++++ Entries supplied ++++

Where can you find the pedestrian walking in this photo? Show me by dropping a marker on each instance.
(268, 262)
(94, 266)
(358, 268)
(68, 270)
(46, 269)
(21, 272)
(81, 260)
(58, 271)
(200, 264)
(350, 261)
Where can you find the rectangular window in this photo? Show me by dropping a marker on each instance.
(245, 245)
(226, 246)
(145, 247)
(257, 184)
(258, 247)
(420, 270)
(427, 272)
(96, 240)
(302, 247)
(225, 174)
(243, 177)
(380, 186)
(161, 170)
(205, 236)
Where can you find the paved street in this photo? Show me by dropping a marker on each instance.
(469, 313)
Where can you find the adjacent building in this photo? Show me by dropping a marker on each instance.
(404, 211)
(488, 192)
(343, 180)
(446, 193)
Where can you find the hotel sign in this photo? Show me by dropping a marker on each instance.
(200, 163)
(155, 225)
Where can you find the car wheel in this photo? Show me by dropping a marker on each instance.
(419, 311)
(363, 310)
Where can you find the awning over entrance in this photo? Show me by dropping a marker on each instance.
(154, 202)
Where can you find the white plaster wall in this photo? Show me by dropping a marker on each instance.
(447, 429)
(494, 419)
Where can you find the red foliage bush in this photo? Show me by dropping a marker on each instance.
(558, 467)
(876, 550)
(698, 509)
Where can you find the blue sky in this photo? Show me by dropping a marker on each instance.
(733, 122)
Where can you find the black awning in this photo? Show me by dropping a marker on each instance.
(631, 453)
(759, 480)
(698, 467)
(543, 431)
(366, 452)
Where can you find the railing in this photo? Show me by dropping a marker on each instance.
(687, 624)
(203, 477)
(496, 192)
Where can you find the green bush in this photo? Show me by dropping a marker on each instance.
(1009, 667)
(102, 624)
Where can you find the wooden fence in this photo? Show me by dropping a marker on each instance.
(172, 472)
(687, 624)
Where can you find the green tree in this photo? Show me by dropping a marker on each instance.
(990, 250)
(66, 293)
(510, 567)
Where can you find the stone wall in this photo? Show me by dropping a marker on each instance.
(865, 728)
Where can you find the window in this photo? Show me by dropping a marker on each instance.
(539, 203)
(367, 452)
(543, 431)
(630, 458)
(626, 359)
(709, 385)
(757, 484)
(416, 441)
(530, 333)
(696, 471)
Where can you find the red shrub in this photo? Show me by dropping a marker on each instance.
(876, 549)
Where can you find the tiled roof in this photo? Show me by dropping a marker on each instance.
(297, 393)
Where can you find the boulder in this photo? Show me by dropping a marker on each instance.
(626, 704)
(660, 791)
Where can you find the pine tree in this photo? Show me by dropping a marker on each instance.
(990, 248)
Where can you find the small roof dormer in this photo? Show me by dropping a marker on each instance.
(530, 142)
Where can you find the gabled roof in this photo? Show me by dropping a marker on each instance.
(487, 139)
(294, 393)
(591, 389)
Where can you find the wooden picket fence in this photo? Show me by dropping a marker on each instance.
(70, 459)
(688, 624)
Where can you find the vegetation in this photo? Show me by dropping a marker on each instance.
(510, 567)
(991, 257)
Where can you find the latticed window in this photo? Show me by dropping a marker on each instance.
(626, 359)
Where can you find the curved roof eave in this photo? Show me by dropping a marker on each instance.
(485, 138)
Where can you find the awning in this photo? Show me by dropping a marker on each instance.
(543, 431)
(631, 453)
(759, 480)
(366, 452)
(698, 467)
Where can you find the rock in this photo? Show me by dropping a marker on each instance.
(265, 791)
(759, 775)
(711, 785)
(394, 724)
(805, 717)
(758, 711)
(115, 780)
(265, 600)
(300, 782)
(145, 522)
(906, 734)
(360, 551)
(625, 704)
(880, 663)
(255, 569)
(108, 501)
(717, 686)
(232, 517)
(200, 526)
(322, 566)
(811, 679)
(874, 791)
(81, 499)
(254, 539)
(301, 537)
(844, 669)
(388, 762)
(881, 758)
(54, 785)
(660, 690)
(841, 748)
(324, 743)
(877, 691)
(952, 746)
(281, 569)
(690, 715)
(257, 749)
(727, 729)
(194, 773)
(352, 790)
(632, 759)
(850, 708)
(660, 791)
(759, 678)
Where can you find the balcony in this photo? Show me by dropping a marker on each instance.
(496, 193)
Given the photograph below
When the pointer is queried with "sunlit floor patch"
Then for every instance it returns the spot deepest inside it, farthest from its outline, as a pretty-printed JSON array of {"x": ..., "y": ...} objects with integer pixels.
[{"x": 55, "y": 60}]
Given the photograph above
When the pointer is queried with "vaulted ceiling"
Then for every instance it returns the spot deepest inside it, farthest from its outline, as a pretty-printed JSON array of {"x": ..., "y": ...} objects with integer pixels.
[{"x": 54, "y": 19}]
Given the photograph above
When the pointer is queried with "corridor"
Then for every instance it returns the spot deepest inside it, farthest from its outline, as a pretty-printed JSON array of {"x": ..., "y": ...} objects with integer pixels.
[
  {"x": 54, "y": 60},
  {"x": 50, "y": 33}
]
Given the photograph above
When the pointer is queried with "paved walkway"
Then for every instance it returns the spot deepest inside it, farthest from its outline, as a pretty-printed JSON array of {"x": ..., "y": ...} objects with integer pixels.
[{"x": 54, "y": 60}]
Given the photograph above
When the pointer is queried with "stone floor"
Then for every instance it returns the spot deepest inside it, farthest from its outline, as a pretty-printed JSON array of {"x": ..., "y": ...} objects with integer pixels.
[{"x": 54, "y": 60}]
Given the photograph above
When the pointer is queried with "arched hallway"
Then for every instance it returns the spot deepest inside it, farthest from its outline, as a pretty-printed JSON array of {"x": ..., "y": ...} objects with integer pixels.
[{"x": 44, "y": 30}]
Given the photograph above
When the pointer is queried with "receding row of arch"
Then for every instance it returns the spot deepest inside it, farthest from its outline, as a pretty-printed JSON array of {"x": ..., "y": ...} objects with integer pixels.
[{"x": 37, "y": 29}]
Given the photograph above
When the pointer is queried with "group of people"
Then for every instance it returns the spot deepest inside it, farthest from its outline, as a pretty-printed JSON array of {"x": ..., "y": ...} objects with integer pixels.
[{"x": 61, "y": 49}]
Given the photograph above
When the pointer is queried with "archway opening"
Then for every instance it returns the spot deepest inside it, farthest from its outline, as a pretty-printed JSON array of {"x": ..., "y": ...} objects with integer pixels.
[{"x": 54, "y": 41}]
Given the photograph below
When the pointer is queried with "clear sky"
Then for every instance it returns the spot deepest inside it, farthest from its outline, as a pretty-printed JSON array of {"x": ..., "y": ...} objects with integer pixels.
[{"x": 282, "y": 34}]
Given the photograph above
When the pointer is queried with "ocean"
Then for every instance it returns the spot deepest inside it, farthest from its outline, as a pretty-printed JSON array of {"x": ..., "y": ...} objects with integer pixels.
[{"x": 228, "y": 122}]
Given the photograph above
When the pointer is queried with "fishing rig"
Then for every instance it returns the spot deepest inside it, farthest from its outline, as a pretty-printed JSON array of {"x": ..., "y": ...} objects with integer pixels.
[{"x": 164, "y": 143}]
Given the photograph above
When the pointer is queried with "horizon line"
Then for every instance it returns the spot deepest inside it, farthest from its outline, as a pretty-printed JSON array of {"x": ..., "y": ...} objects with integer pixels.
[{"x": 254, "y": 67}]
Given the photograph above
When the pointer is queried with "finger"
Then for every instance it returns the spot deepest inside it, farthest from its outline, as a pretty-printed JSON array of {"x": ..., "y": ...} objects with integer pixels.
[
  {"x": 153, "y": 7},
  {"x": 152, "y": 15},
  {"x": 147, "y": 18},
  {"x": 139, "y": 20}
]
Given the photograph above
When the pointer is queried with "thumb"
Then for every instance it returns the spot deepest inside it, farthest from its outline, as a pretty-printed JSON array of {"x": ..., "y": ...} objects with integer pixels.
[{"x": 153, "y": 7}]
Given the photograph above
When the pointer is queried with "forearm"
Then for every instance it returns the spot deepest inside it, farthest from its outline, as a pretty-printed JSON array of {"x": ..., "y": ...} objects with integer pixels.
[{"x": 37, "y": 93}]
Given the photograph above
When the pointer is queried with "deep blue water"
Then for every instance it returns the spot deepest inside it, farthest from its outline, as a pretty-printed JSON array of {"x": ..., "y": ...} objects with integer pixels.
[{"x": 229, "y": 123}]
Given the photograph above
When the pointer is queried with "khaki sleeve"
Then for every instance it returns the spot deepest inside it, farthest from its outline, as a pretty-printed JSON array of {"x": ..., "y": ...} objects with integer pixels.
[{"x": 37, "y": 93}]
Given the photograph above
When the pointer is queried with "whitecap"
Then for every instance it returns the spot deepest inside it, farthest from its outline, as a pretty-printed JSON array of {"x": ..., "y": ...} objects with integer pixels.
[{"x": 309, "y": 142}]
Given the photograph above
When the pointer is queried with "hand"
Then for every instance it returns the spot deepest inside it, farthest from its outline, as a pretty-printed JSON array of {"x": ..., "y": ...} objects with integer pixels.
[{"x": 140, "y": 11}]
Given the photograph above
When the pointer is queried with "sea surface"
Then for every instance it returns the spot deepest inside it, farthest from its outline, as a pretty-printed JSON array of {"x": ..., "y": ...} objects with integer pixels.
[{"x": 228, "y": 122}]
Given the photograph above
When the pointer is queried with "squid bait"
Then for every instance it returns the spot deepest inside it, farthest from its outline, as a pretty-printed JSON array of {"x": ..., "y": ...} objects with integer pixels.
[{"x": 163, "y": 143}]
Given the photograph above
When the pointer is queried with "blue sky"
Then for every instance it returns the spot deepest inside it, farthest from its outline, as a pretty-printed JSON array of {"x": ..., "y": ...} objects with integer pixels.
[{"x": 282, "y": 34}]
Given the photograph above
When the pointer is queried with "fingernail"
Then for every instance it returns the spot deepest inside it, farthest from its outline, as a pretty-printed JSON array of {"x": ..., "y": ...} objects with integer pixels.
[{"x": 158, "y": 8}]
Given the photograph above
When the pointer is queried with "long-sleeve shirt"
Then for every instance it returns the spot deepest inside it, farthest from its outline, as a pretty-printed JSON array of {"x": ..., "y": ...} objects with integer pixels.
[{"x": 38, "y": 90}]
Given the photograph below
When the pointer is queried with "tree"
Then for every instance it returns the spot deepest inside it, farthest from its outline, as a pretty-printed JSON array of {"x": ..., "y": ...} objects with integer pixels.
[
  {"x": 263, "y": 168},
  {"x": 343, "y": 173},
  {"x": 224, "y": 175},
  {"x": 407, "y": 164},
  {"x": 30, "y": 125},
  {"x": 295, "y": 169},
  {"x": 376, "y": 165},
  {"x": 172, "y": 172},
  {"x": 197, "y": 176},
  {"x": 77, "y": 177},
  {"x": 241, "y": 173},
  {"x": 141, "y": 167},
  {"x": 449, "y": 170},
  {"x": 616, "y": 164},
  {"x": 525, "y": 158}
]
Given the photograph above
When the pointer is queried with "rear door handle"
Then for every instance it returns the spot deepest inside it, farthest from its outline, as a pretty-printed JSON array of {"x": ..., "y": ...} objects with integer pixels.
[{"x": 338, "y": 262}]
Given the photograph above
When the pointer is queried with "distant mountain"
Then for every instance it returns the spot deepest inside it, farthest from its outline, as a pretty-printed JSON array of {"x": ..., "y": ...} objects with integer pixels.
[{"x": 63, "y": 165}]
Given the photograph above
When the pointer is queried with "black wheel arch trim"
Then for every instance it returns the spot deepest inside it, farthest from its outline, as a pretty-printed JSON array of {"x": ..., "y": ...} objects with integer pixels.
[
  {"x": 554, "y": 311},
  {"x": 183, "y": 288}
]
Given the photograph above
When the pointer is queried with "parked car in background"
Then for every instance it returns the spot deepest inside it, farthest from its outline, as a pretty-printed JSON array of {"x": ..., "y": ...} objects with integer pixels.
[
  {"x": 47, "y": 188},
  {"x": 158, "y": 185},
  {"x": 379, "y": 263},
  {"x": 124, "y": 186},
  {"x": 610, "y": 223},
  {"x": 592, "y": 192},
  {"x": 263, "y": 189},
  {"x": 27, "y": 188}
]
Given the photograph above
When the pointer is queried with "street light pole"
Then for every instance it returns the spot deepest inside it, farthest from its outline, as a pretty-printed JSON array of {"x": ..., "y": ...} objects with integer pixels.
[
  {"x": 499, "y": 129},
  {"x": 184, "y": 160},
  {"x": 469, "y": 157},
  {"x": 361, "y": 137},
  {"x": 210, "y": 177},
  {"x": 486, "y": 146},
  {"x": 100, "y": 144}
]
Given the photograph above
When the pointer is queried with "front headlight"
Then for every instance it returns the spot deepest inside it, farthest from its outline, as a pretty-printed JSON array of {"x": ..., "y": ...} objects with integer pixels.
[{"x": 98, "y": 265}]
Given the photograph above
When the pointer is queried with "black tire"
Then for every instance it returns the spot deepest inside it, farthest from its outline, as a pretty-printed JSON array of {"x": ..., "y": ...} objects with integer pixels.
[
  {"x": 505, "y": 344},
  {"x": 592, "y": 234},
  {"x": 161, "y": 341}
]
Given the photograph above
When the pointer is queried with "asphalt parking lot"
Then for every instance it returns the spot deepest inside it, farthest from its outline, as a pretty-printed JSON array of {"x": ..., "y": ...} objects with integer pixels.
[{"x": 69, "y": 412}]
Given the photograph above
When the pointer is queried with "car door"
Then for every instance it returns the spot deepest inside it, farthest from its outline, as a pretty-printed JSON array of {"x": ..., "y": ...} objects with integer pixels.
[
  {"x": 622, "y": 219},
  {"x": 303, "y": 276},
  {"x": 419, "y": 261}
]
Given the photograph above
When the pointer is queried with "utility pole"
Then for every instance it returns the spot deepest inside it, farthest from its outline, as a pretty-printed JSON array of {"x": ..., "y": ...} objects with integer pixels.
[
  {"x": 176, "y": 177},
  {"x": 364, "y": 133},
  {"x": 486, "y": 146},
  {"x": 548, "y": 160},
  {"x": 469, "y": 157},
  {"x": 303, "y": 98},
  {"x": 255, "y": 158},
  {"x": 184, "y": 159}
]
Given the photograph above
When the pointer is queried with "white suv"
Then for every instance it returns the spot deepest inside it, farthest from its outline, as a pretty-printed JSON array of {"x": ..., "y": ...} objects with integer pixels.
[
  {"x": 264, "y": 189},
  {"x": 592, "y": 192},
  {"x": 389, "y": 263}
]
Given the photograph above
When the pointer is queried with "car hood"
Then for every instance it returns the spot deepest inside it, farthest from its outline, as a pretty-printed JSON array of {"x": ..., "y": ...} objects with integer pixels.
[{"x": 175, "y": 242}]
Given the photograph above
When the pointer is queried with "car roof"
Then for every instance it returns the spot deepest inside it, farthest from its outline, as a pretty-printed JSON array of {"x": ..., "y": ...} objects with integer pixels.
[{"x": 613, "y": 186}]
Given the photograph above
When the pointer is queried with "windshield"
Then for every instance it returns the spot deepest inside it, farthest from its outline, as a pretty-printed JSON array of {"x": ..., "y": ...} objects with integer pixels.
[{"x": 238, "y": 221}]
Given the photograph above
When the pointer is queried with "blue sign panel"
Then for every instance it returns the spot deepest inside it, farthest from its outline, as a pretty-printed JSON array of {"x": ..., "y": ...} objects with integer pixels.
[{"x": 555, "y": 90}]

++++

=== Exercise prompt ===
Scan the data, and report each line that uses the word "sleeve".

=== Response ===
When the pointer is queried with "khaki sleeve"
When the pointer is queried with "long-sleeve shirt"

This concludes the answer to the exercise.